# [PROBLEM]
Retype all of the listing exactly, passing over any picture you find.

# [EXTRACTED INFORMATION]
:::::
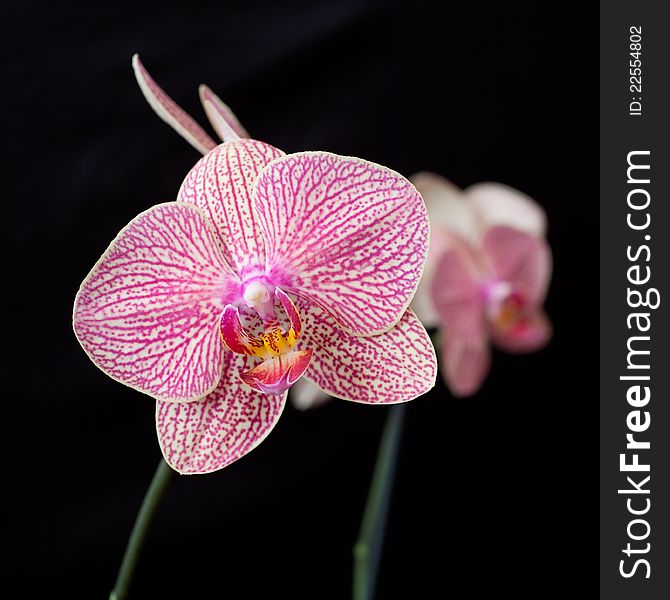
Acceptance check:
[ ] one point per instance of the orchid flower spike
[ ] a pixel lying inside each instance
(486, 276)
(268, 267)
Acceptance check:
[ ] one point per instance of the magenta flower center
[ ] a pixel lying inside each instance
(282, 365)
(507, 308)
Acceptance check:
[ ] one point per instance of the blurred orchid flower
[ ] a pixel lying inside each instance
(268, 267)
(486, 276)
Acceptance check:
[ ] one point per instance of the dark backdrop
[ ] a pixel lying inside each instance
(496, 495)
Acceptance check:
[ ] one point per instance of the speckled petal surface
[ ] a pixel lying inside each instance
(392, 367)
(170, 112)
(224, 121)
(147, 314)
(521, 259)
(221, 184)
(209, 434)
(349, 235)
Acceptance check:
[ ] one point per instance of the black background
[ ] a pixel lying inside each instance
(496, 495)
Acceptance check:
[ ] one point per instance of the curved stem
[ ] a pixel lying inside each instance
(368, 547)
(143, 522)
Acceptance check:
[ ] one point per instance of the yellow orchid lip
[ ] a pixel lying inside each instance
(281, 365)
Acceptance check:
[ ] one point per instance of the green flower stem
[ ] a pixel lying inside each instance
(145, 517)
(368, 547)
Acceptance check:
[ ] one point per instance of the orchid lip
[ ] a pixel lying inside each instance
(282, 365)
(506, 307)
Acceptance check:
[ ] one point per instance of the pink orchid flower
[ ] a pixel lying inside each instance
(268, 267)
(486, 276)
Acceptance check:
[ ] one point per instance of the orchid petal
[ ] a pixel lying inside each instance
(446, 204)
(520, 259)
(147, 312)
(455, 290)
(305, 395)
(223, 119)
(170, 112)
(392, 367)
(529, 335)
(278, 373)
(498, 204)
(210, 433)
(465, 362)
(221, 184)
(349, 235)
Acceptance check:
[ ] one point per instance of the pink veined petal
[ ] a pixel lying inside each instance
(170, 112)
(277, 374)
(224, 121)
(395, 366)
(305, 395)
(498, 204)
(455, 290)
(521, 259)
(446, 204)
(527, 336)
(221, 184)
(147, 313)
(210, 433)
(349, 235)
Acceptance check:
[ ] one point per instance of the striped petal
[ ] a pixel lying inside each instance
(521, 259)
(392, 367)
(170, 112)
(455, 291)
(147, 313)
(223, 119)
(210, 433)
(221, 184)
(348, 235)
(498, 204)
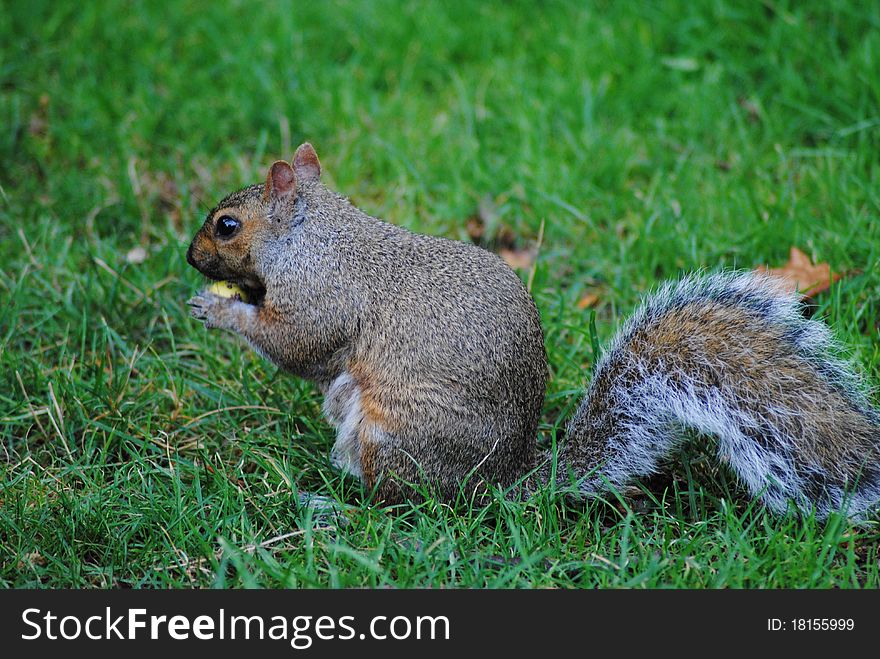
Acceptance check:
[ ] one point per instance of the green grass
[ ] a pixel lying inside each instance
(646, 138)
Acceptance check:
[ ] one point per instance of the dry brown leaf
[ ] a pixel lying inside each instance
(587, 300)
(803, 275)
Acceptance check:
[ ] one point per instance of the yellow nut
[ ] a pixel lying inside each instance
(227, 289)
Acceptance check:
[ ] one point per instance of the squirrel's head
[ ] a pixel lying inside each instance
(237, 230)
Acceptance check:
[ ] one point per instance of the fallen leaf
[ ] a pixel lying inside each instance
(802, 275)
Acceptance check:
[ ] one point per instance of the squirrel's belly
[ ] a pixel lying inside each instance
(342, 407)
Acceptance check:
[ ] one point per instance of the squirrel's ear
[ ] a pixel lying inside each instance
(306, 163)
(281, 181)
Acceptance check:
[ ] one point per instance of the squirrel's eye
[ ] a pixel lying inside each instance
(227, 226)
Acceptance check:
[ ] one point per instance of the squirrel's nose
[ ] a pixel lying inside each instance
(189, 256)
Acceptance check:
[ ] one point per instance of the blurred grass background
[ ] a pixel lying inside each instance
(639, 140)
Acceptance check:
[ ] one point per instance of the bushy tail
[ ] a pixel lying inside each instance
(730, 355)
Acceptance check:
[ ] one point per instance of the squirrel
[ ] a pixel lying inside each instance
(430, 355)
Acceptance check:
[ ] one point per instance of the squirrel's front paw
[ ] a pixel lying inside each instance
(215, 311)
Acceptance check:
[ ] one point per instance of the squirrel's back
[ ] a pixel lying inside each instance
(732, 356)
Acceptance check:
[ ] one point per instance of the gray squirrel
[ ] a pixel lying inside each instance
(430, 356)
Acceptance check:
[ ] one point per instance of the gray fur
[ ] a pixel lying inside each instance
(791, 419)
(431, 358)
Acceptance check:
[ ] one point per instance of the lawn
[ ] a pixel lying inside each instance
:::::
# [FINISHED TASK]
Acceptance check:
[ ] one point per instance of the orchid flower spike
[ ] a pixel lying inside each instance
(486, 276)
(268, 267)
Acceptance check:
[ ] one point per instance of the magenta flower center
[ ] a pixel lying inside each instance
(282, 365)
(507, 308)
Acceptance check:
[ ] one point per instance of the blurred orchid flower
[ ] a pixel lying inside each instance
(268, 267)
(486, 276)
Acceptance check:
[ ] one point per instance of the dark backdrop
[ ] a pixel lying inside each instance
(496, 495)
Acceptance check:
[ ] one point per instance of the speckled petal surface
[ ] a pixel lying inside each instance
(392, 367)
(170, 112)
(224, 121)
(147, 314)
(521, 259)
(221, 184)
(209, 434)
(349, 235)
Acceptance check:
[ ] one point per instance of the black background
[ ] a pixel lying inside each instance
(496, 495)
Acceptance check:
[ ] one point per instance of the curved stem
[ ] a pixel lying inside each instance
(368, 547)
(143, 522)
Acceptance check:
[ ] one point per instance of the yellow orchid lip
[ ] a pixel lying inside each instance
(281, 365)
Acceptance check:
[ ] one point per instance of the green flower stem
[ ] a pixel lying inside each instance
(145, 517)
(368, 547)
Acceptance check:
[ ] one point per instance of the orchid lip
[ ] a pixel lying inside each instance
(282, 365)
(506, 307)
Acceptance check:
[ ] one point per instance of the pink orchid flower
[ ] a pixel lying inside each instance
(268, 267)
(486, 276)
Acceptance check:
[ ] one point per instance of the orchid petal
[ ] a pixel lying inside each instance
(446, 204)
(520, 259)
(147, 312)
(455, 290)
(305, 395)
(223, 119)
(170, 112)
(392, 367)
(529, 335)
(278, 373)
(498, 204)
(210, 433)
(465, 362)
(221, 184)
(349, 235)
Acceptance check:
[ ] one point per instance of the pink veined petal
[ ] a pixel lying inside each instance
(170, 112)
(277, 374)
(224, 121)
(395, 366)
(305, 395)
(498, 204)
(455, 290)
(521, 259)
(446, 204)
(527, 336)
(221, 184)
(147, 313)
(210, 433)
(349, 235)
Acceptance check:
[ ] one point per instance of the striped petal
[ ] a pixel lying inside each instance
(521, 259)
(392, 367)
(170, 112)
(455, 291)
(147, 313)
(223, 119)
(210, 433)
(221, 184)
(348, 235)
(498, 204)
Acceptance check:
[ ] one point per instance of the green grass
[ ] a pixel lying inside each instance
(646, 138)
Acceptance check:
[ ] one point per instance of the dry brown leaf
[ ] a pixel lying inside each instance
(587, 300)
(803, 275)
Acceptance check:
[ ] one point per instance of the yellow nut
[ ] a pixel lying inside each instance
(227, 289)
Acceptance check:
[ ] one point per instance of the squirrel's head
[ ] a pixel lying inside each instance
(237, 230)
Acceptance check:
[ ] one point per instance of the fallen leaf
[ ] a pixel lying inside each instance
(802, 275)
Acceptance check:
[ ] one point per instance of the squirrel's belly
[ ] a pixel lying inside each instance
(342, 407)
Acceptance check:
[ ] one point per instance of the squirrel's ear
[ ] a pixel lying inside each instance
(306, 163)
(281, 181)
Acceptance check:
[ ] one point per instance of the squirrel's eye
[ ] a pixel lying inside each instance
(227, 226)
Acceptance check:
[ ] one point per instance of the squirrel's nose
[ ] a pixel lying inside each instance
(189, 256)
Acceptance check:
[ ] one point per instance of the blurred grass background
[ ] a pixel lying inside each instance
(639, 140)
Acceptance check:
[ ] one point per instance of the bushy tail
[ ] a pixel lying inside each instance
(730, 355)
Acceptance check:
[ ] one point per instance of the squirrel
[ ] a pixel lying inside each instance
(430, 355)
Acceptance check:
[ ] one point per instance of the squirrel's front paw
[ ] a pixel lying inside each instance
(215, 311)
Acceptance check:
[ ] one point per instance of the squirrel's back
[ ] a pixel lying inside each instance
(732, 356)
Acceptance check:
[ ] one point per instance of the gray squirrel
[ ] a pixel lying inside each instance
(430, 356)
Acceptance check:
[ ] one point per instance of the gray fur
[ ] a pixel lying inside each instance
(791, 419)
(431, 358)
Acceptance check:
[ ] one point per instance of the lawn
[ ] a pixel lying inside each instance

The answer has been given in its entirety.